───── Source material

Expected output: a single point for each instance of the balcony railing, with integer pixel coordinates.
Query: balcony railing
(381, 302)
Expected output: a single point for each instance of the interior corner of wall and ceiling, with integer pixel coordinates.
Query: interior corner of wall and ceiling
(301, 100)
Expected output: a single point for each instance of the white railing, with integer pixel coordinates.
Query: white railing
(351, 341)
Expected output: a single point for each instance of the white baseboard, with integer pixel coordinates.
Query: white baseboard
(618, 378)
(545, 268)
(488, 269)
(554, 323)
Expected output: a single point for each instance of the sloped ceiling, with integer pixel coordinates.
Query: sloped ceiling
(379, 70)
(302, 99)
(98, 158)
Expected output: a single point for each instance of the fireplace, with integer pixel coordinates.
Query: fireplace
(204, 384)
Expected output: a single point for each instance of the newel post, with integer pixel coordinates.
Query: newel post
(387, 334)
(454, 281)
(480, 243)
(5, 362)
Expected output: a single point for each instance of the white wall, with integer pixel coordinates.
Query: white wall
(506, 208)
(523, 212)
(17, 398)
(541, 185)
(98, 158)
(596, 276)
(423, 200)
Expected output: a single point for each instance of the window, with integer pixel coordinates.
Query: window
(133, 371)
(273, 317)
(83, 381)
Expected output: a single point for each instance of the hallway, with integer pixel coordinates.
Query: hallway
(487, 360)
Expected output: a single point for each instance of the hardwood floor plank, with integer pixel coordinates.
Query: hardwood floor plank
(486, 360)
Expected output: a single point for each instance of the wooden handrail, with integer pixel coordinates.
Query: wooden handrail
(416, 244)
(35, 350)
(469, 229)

──────────

What the exercise asks
Everything in the material should be repeated exactly as written.

Written solution
Expected output: a single point for each instance of the balcony railing, with integer pixel coordinates.
Query: balcony railing
(381, 302)
Expected output: a single point for each instance of the interior corner of wall and ceiling, with integer pixel coordinates.
Query: interior corner of wall and ceiling
(301, 100)
Expected output: a single point for each instance of the white railing, with integer pixel coordinates.
Query: white railing
(351, 341)
Expected output: a single point for each instance of the white baseboard, with integer pixel coordinates.
Query: white baseboard
(618, 378)
(545, 268)
(488, 269)
(554, 323)
Expected output: a single point for each instance of the sloped ceiling, with integer pixel coordinates.
Query: sloped ceiling
(379, 70)
(302, 99)
(98, 158)
Expected output: a single point for each instance of the fireplace, with integer pixel coordinates.
Query: fireplace
(204, 384)
Expected output: a single point for each instance of the newel post, with integer pixel coordinates.
Query: newel post
(387, 334)
(454, 281)
(480, 243)
(5, 362)
Expected output: a single point for each instance of the white wall, with integer pixel coordinates.
Query: white wall
(506, 208)
(523, 212)
(17, 398)
(541, 185)
(98, 158)
(596, 276)
(423, 200)
Expected output: a single point for each instance of the window, with integer pixel coordinates.
Query: window
(133, 371)
(273, 317)
(83, 381)
Expected output: a single point for each instance of the hallway, with integer pixel coordinates.
Query: hallway
(487, 360)
Expected output: a single point for each instance of the hardwood floor plank, with integer pixel coordinates.
Query: hardwood floor plank
(486, 360)
Expected output: a single point for each instance of the wooden handrail, with integer pixel coordinates.
Query: wooden handrail
(416, 244)
(35, 350)
(469, 229)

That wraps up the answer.